A notable absence from the applications chapters is network analysis, which in recent years has increasingly made use of linear algebra to define concepts such as centrality and communicability. However, it is impossible to cover every topic and in such a major project I would expect that some articles are invited but do not come to fruition by publication time.

The book is typeset in \LaTeX, like the first edition, but now using the Computer Modern fonts, which I feel give better readability than the font used previously.

A huge amount of thought has gone into the book. It has a 9 page initial section called Preliminaries that lists key definitions, a 51 page glossary, a 12 page notation index, and a 54 page main index.

For quite a while I was puzzled by index entries such as “50-12–17”. I eventually noticed that the second dash is an en-dash and realized that the notation means “pages 12 to 17 of article 50”. This should have been noted at the start of the index.

In fact my only serious criticism of the book is the index. It is simply too hard to find what you are looking for. For example, there is no entry for Gerhsgorin’s theorem, which appears on page 16-6. Nor is there one for Courant-Fischer, whose variational eigenvalue characterization theorem is on page 16-4. There is no index entry under “exponential”, but the matrix exponential appears under two other entries and they point to only one of the various pages where the exponential appears. The index entry for Loewner partial ordering points to Chapter 22, but the topic also has a substantial appearance in Section 9.5. Surprisingly, most of these problems were not present in the index to the first edition, which is also two pages longer!

* Items *
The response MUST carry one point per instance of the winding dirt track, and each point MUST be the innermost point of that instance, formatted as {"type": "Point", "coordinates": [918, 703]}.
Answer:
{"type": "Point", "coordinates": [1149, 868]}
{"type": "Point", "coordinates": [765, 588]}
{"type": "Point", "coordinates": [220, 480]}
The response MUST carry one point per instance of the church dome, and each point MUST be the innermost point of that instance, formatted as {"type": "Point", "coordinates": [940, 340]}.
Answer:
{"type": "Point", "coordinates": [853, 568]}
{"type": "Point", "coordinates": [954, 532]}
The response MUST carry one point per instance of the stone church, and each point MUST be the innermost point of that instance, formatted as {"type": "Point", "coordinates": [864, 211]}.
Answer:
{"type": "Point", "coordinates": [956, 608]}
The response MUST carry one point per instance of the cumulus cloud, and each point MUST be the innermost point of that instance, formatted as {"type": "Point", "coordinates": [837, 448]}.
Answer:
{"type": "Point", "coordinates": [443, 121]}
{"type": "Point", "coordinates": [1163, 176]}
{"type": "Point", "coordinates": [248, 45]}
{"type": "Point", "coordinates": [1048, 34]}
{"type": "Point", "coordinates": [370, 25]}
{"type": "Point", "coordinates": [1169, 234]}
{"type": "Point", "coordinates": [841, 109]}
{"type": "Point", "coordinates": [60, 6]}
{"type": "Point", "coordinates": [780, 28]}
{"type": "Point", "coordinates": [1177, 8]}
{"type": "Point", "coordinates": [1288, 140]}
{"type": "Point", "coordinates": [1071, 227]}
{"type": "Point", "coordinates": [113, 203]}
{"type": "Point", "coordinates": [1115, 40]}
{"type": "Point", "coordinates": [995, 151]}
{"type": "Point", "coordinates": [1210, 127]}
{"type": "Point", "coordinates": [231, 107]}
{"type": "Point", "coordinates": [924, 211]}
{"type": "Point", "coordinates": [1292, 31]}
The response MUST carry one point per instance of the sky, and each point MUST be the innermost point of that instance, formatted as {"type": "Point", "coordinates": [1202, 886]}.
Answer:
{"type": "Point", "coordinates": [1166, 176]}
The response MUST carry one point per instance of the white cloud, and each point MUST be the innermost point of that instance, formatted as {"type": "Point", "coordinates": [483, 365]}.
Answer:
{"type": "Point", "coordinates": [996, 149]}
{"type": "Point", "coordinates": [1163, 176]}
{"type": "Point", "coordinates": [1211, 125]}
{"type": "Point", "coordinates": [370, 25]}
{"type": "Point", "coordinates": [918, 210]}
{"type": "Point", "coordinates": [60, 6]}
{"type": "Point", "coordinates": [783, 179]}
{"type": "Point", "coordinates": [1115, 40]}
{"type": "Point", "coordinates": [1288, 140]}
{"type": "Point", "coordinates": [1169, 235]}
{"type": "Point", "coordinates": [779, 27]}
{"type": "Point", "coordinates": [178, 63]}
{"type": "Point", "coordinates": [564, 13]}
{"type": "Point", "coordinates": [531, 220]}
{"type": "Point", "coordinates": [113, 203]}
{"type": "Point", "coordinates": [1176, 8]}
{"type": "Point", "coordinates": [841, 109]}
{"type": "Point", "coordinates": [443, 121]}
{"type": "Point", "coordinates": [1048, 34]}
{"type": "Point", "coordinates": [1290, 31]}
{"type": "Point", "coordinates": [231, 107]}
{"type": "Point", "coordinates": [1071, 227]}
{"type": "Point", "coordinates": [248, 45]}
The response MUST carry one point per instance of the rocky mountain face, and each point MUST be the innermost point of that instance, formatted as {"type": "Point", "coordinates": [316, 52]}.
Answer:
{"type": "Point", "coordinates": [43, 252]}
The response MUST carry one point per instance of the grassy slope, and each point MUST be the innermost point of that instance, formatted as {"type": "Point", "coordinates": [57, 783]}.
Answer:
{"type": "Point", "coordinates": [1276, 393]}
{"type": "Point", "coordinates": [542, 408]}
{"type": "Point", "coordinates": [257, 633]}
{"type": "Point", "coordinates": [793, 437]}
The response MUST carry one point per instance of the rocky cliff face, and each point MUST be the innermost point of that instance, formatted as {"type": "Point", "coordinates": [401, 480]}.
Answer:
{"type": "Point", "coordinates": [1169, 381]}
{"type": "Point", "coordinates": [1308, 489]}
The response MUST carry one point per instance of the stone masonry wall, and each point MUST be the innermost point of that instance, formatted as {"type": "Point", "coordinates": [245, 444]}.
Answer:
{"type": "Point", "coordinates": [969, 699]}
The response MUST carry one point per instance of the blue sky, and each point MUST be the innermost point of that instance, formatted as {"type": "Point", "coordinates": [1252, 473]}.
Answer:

* Short problem 1 *
List every part of the book that the book review gives a page count for, along with its length.
* Short problem 2 *
Continue the book review, starting after its last sentence.
The rows are separate from the book review.

* Response 1 *
Preliminaries: 9 pages
Glossary: 51 pages
Notation index: 12 pages
Main index: 54 pages

* Response 2 *
Fortunately the glossary is effectively a high-level index with definitions of terms (and an interesting read in itself). So to get the best from the book use the glossary and index together!

An alternative book for reference is Bernstein’s Matrix Mathematics (second edition, 2009), which has an excellent 100+ page index, but no glossary. I am glad to have both books on my shelves (the first edition at home and the second edition at work, or vice versa—these books are too heavy to carry around!).

Overall, Leslie Hogben has done an outstanding job to produce a book of this size in a uniform style with such a high standard of editing and typesetting. Ideally one would have both the hard copy and the ebook version, so that one can search the latter. Unfortunately, the ebook appears to have the same relatively high list price as the hard copy (“unlimited access for $169.95”) and I could not see a special deal for buying both. Nevertheless, this is certainly a book to ask your library to order and maybe even to purchase yourself.